■ РАБОЧЕЕ ЗАДАНИЕ 1
Сколько китайских военных Москва приглашала на стратегические учения «Восток-2018», согласно статье о России и Китае?
■ РАБОЧЕЕ ЗАДАНИЕ 2
Пожалуйста, обновите часть статьи о России и Китае, начиная с «Что касается российского» и заканчивая «массовую китайскую миграцию.», и замените в ней «КНР» на «Китай».
■ РАБОЧЕЕ ЗАДАНИЕ 3
Напишите продолжение статьи о России и Китае, которое начнется после ее последнего предложения.

■ ВЫБРАННЫЙ ФРАГМЕНТ
▶

Внешняя политика
Россия – Китай

Иллюзия альянса и перспектива «мягкой зависимости»

Павел Лузин о том, чем на самом деле Китай угрожает России

Read in english
Фото: Scanpix

Несмотря на провозглашенный Москвой «поворот на Восток» и ее демонстративные усилия по созданию политического и экономического альянса с Пекином, российская власть, как и общество в целом, относится к китайской стороне с определенной долей подозрительности. Эта неуверенность порождает противоречия по поводу того, несет ли нынешнее сближение с Пекином пользу или таит в себе угрозу. Официальная линия Москвы такова, что она даже приглашала свыше 3000 китайских военных для участия в своих стратегических учениях «Восток-2018». В то же время глава «Роснефти» и один из самых влиятельных людей в окружении Владимира Путина Игорь Сечин признавался ныне сидящему в тюрьме бывшему министру Алексею Улюкаеву, что считает перспективы сотрудничества с Китаем сомнительными.

Параллельно лояльные Кремлю эксперты предупреждают о том, что китайская армия, не воевавшая несколько десятилетий, набрала силу и заинтересована в приобретении боевого опыта. Конечно, Пекин прямо не называют потенциальным агрессором, способным угрожать России. Однако российские традиции внешнеполитического реализма, на которые всегда опирается Москва, говоря, например, об угрозе НАТО, требуют от нее признать военную угрозу со стороны Китая (оставим за скобками вопрос об адекватности такого подхода).

Что касается российского общества, то оно считает КНР другом России и в целом положительно ее воспринимает, но при этом относится с большим негативом к самим китайцам. На бытовом уровне этот страх «Другого» легко рационализируется через представление о том, что малонаселенные регионы Дальнего Востока и Сибири могут привлечь массовую китайскую миграцию.

У всего этого есть причина. В предыдущие десятилетия и даже столетия Россия ощущала свое военное, а в советское время еще и технологическое превосходство над Китаем. Однако в 21 веке эти представления развеялись. Россия не знает, что делать с могущественным континентальным соседом на востоке, — она впервые в своей истории оказалась в такой ситуации.

◀

■ ИСХОДНЫЕ ДАННЫЕ
▶

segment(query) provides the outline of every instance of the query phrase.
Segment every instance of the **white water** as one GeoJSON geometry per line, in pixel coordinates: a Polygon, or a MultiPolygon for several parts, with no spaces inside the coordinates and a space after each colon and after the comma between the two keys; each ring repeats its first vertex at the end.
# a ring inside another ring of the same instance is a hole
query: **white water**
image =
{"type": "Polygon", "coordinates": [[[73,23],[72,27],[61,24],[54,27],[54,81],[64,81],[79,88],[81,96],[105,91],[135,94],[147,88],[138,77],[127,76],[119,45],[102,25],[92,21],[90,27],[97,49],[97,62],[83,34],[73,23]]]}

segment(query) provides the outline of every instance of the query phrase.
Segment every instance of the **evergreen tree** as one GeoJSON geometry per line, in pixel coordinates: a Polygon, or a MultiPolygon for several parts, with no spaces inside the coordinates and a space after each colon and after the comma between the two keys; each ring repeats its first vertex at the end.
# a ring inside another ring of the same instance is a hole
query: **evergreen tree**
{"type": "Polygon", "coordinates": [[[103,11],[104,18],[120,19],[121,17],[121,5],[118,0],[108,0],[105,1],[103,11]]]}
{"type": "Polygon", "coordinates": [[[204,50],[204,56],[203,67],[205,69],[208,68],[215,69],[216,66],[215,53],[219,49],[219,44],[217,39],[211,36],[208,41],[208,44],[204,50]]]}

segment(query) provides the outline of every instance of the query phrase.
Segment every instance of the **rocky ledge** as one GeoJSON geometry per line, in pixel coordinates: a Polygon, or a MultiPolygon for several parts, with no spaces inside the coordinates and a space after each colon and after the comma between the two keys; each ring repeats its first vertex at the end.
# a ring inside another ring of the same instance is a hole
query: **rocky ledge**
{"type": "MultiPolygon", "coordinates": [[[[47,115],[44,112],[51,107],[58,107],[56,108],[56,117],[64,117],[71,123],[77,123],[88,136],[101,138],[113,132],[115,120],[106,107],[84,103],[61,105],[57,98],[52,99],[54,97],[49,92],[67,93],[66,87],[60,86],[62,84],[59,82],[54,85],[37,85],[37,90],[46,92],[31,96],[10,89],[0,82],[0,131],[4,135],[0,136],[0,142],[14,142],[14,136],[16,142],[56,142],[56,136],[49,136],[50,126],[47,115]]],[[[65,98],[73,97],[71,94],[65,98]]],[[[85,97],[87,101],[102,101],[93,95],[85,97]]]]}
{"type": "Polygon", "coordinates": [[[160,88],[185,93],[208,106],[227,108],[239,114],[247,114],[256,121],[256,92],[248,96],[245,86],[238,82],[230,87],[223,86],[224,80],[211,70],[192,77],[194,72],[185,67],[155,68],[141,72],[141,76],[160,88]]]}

◀

■ ОТВЕТ НА ЗАДАНИЕ 1
Свыше 3000.

■ ОТВЕТ НА ЗАДАНИЕ 2
Что касается российского общества, то оно считает Китай другом России и в целом положительно ее воспринимает, но при этом относится с большим негативом к самим китайцам. На бытовом уровне этот страх «Другого» легко рационализируется через представление о том, что малонаселенные регионы Дальнего Востока и Сибири могут привлечь массовую китайскую миграцию.

■ ОТВЕТ НА ЗАДАНИЕ 3
Интересно, что представление о существовании китайской угрозы для России легко перенимается в Европе и США — раз Китай бросает Москве экзистенциальный вызов, то необходимость отвечать должна перевесить ее нынешний внешнеполитический курс и подтолкнуть к примирению с Западом. Однако этот оптимизм имеет мало общего с реальностью.

Мнимая привлекательность

Россия вовсе не сталкивается с китайским демографическим давлением и тем более со значимым притоком мигрантов из КНР.

Здесь стоит понимать, что официально фиксируемый миграционный обмен между Россией и Китаем почти исключительно состоит из граждан Китая. Во-первых, Китай не является значимым направлением эмиграции россиян, которые предпочитают Европу и Северную Америку. Во-вторых, эмигрирующие россияне часто просто не попадают в официальную статистику в силу того, что они не уведомляют российскую власть о своем отъезде и не встают на консульский учет. Если же взять данные последней переписи населения, проведенной в 2010 году, то на 143 млн жителей России она зафиксировала только 28943 китайца. Правда, к сегодняшнему дню эта цифра могла увеличиться (следующая перепись предстоит в 2020 году). Это связано с ростом туристического потока из Китая в Россию, спецификой которого является спрос на услуги местных предпринимателей китайского происхождения, а также увеличением числа китайских студентов в стране.

Так или иначе, но в 2010 году крупнейшие китайские сообщества были зафиксированы в следующих регионах:

  • Хабаровский край — 3898 чел.;
  • Москва — 3222 чел.;
  • Приморский край — 2857 чел.;
  • Красноярский край — 2439 чел.;
  • Новосибирская область — 1926 чел.;
  • Свердловская область — 1772 чел.;
  • Санкт-Петербург — 1578 чел.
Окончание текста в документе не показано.